--- Text provided ---

I’ve been overweight for as long as I can remember. Growing up, I was always the "chubby kid" in school—struggling not just with my weight but also with the emotional toll it took. My weight became an ever-present companion, overshadowing some of life’s most joyful moments.
One of the hardest memories from my teenage years was high school prom. My friends were excited to find the perfect dress, but for me, the experience was different. I couldn’t find a dress that fit and had to lose weight just to squeeze into something passable. Instead of being a magical night, prom became just another reminder of how I didn’t fit in—literally. I also remember being at restaurants, anxious about whether I would fit in a booth or how I’d squeeze by tables without knocking anything over. These “fat fears” haunted me daily, turning simple activities into stressful challenges.
I lived like this for years. There was a point where I managed to lose 100 pounds on my own, but as with all the diets I tried, I eventually gained it back. The cycle of losing and regaining weight was exhausting. I tried every diet, program, and even medications that promised to help, but nothing worked long-term. My general practitioner eventually suggested weight loss surgery and put me on a waiting list. It took six years for my name to come up, and I can't thank my doctor and surgeon enough for giving me a new lease on life.
One of my lowest moments happened during Christmas dinner in 2019. I was surrounded by family and friends, including my boyfriend at the time, and as I sat down, the chair beneath me broke. I was mortified. Even though I was among people who loved me, the embarrassment was overwhelming. It was then I knew that I couldn’t keep living in constant fear of my weight controlling every aspect of my life.
Since having the surgery, life has changed in ways I never thought possible. The weight loss wasn’t just physical—it was emotional. I had to confront my relationship with food and face the reasons I’d always turned to it for comfort. I’m incredibly grateful that I live in British Columbia, where I had access to the tools and resources to address food addiction and develop healthier coping mechanisms. Weight loss surgery is far from the "easy way out"; it’s a complete transformation of both body and mind. The U.S. doesn't always provide enough support for the emotional aspect of this journey, which I believe is just as important as the physical one.
My main motivation for surgery was my daughter. I wanted to be the kind of mom who could do things with her—who could live fully without being held back by my weight. I wanted to live longer than my parents, who also struggled with obesity. My only regret now is not doing it sooner—if I had this surgery in my twenties or thirties, who knows how different things could have been. But I’m here now, living my best life, and I’m grateful every day.
One of the most rewarding parts of this journey has been connecting with others through social media. At first, I was hesitant to share my story publicly, fearing negative comments. But seeing how my experience helps others, and knowing I’m breaking the stigma that bariatric surgery is "taking the easy way out," makes it worth it. I’m proud of how far I’ve come, and I hope my story helps others see that it’s never too late to change your life.

---

- [Your objective]: Reproduce the passage of the weight loss surgery account starting at "One of my lowest" and ending at "of my life.".

--- Data for analysis ---

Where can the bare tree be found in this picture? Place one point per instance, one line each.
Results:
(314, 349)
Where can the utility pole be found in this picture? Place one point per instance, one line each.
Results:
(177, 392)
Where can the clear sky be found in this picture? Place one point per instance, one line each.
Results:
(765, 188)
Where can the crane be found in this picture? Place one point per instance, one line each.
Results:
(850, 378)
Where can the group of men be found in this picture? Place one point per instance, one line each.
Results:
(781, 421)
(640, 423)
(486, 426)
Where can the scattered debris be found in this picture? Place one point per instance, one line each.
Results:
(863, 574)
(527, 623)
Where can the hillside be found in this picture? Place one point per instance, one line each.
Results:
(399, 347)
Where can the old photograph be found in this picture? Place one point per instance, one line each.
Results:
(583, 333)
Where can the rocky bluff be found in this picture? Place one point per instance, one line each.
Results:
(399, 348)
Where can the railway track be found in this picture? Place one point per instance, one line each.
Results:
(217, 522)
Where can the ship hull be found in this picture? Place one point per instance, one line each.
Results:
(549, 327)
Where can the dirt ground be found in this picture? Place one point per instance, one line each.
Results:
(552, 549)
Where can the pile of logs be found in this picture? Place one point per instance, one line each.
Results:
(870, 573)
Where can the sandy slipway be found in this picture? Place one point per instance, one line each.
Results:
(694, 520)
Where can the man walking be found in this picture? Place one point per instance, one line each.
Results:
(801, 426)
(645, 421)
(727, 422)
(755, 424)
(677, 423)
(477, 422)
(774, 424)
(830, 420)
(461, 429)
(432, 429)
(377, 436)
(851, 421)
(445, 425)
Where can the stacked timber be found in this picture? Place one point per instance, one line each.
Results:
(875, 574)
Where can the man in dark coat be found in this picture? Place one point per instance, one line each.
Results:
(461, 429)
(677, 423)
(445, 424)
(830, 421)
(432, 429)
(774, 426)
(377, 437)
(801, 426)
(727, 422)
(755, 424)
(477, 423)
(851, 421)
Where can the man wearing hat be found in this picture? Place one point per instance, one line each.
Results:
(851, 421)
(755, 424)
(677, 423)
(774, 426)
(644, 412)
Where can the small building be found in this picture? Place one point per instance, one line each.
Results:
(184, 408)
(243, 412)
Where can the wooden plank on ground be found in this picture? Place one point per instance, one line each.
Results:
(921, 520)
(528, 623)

---

- [Solution to the exercise]:
One of my lowest moments happened during Christmas dinner in 2019. I was surrounded by family and friends, including my boyfriend at the time, and as I sat down, the chair beneath me broke. I was mortified. Even though I was among people who loved me, the embarrassment was overwhelming. It was then I knew that I couldn’t keep living in constant fear of my weight controlling every aspect of my life.